“Haruhara-san’s Recorder is a seemingly fleeting film at first sight, but Sugita’s little gem lingers as long as the memory of a loved one.”
“Gazing upon/Address Unknown stamp/The recorder/Played by Haruhara-san”
The above is a tanka, a form of Japanese poetry in which only 31 syllables are used. This particular one, written by Naoko Higashi, one of Japan’s leading tanka poets, inspired director Kyoshi Sugita to write the screenplay for his fourth film, Haruhara-san’s Recorder, intrigued as he was by the inherent mystery that derives from the structure of such poems. The tanka leaves plenty of room to let the imagination roam free about who the returned letter was sent to, who owns the recorder, and who Haruhara-san is. Another inspiration for Sugita was actress Chika Araki, who came to the premiere of Sugita’s previous film Listen to Light while still recovering from an intense medical procedure, a dedication he admired so much he wanted them to do a film together.
* * * * *
> [Activity] Print the passage of the film review starting at "The above is" and ending at "a film together.". The records that follow were taken from a separate source.

> [Entries provided]
* * * * *
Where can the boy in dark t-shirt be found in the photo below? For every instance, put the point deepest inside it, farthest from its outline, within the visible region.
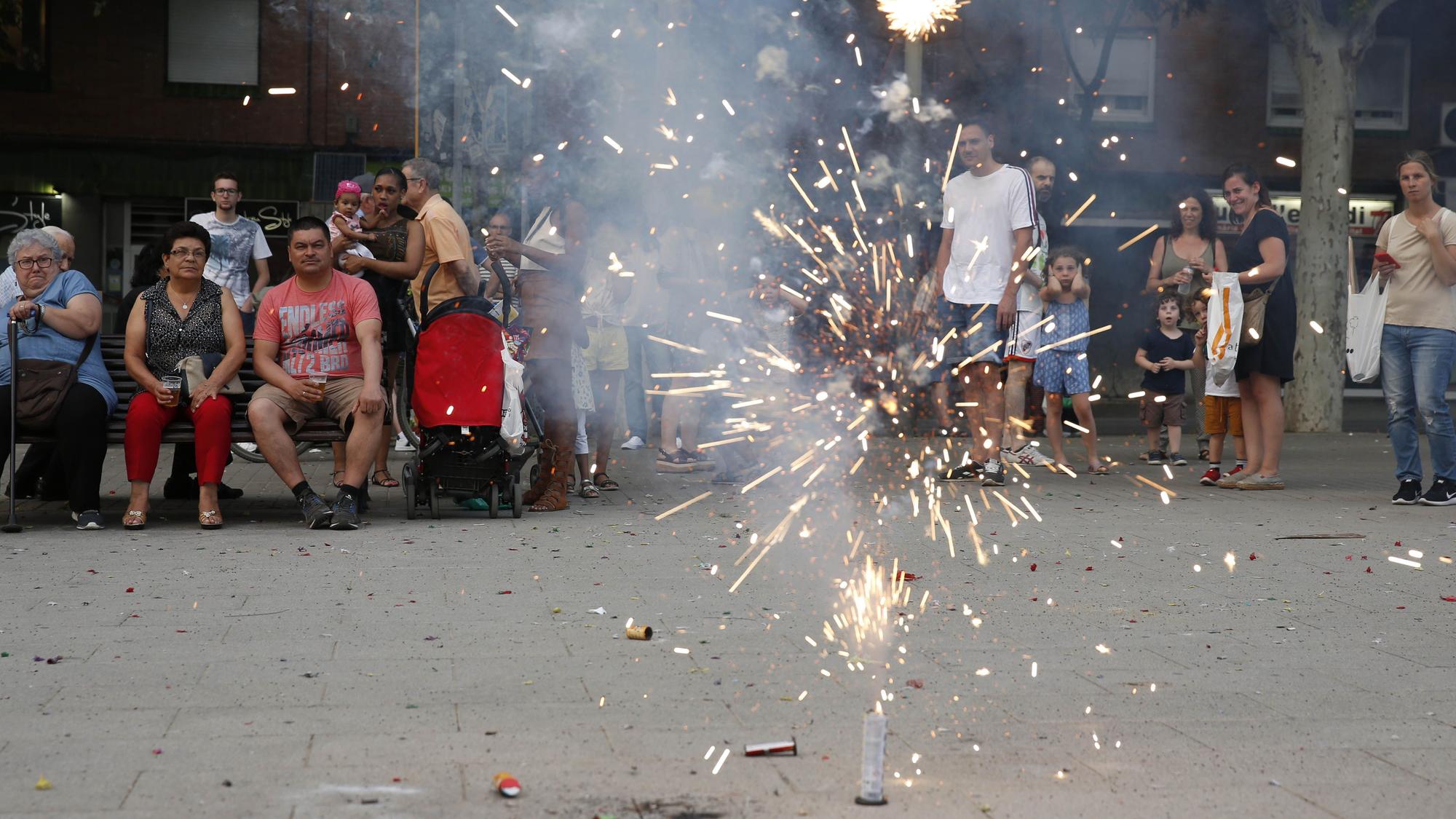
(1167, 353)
* * * * *
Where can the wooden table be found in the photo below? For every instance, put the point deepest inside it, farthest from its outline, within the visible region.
* * * * *
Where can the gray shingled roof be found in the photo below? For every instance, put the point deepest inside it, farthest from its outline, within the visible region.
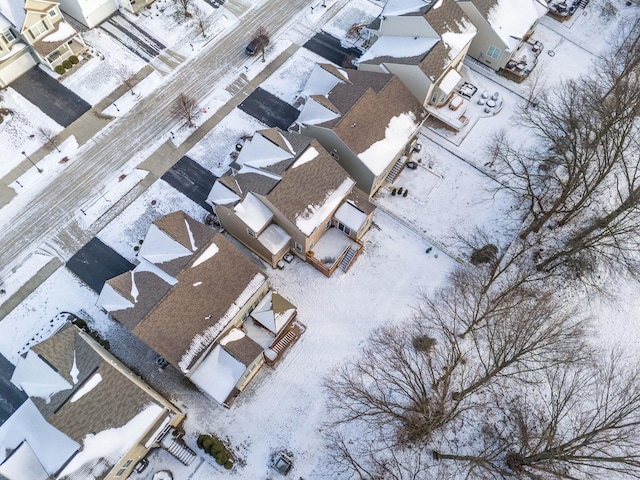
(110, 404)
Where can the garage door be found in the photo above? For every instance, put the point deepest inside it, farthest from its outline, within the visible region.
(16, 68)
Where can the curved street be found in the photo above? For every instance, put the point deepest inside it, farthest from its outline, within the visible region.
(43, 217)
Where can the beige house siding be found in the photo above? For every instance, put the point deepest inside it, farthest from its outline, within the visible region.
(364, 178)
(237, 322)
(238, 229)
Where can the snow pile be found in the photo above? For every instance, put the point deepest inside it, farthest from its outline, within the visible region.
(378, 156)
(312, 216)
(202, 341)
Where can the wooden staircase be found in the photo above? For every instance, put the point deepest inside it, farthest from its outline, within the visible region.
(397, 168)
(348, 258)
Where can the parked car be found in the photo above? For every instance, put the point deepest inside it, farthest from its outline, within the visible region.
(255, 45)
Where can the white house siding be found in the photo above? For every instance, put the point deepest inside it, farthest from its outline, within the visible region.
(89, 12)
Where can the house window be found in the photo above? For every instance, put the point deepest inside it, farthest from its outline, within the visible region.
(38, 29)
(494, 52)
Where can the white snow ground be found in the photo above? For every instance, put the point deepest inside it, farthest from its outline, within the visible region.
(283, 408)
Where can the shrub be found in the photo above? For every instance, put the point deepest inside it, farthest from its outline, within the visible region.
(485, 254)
* * * * *
> [Response to the task]
The above is a tanka, a form of Japanese poetry in which only 31 syllables are used. This particular one, written by Naoko Higashi, one of Japan’s leading tanka poets, inspired director Kyoshi Sugita to write the screenplay for his fourth film, Haruhara-san’s Recorder, intrigued as he was by the inherent mystery that derives from the structure of such poems. The tanka leaves plenty of room to let the imagination roam free about who the returned letter was sent to, who owns the recorder, and who Haruhara-san is. Another inspiration for Sugita was actress Chika Araki, who came to the premiere of Sugita’s previous film Listen to Light while still recovering from an intense medical procedure, a dedication he admired so much he wanted them to do a film together.